__GIVEN EXERCISE__.
Rewrite every row below as one numbered list with no blank lines, and leave the pictures out.

__RECORDS SUPPLIED__.
•••

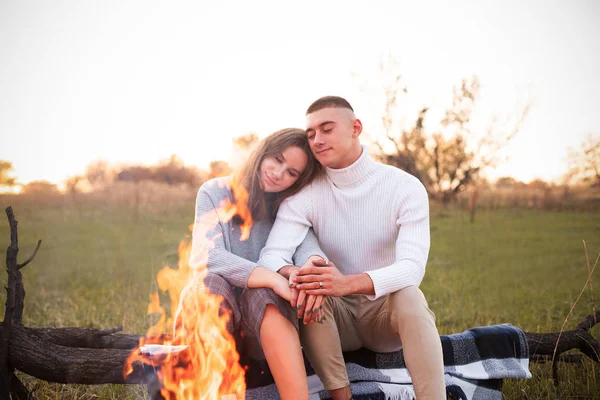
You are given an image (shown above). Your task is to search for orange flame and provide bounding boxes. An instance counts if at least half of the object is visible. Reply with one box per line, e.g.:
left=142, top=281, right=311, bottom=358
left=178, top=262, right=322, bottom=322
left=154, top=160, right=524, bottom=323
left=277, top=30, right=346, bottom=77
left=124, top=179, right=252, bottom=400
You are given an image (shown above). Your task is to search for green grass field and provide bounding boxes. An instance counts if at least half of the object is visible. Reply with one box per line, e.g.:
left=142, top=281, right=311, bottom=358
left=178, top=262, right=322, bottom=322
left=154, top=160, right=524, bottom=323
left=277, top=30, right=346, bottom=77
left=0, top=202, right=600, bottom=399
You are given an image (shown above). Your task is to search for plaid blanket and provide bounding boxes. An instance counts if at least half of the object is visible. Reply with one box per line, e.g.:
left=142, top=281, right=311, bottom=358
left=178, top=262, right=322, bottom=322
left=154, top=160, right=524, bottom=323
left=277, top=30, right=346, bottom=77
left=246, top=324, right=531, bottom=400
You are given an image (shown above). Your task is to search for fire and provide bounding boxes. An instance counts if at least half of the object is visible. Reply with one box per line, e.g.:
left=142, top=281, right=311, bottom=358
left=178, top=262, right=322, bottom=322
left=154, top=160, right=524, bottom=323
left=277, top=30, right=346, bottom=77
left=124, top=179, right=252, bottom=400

•••

__ANSWER TO THIS EXERCISE__.
1. You are given an image (shown above). Your task is to search for orange flame and provide bounding boxes. An instance counts if at least half of the object is visible. Reply with one box per line, e.g.:
2. left=142, top=281, right=311, bottom=358
3. left=178, top=262, right=322, bottom=322
4. left=154, top=160, right=524, bottom=323
5. left=277, top=30, right=346, bottom=77
6. left=124, top=179, right=252, bottom=400
7. You are given an image (shown above). Your task is to search for green grass field and provide bounding boxes. An instance counts if at least half of the object is visible. Reply with one box per line, e.g.:
8. left=142, top=281, right=311, bottom=358
9. left=178, top=262, right=322, bottom=322
10. left=154, top=160, right=524, bottom=323
11. left=277, top=30, right=346, bottom=77
12. left=0, top=202, right=600, bottom=399
13. You are given an image (shown above). Your task is to search for plaid blanket and provide bounding boxes. An instance counts if at least half of the object is visible. Reply with one box per line, e.g.:
14. left=142, top=281, right=311, bottom=358
15. left=178, top=262, right=322, bottom=322
16. left=154, top=160, right=524, bottom=323
17. left=277, top=30, right=346, bottom=77
18. left=246, top=324, right=531, bottom=400
19. You are given an image (shown above). Your task is to search for fire and provide bounding boxes. An instance counts if at least half of the object is visible. Reply with one box per line, e.g.:
20. left=142, top=281, right=311, bottom=358
21. left=178, top=262, right=322, bottom=322
22. left=154, top=160, right=524, bottom=323
23. left=277, top=30, right=346, bottom=77
24. left=124, top=179, right=252, bottom=400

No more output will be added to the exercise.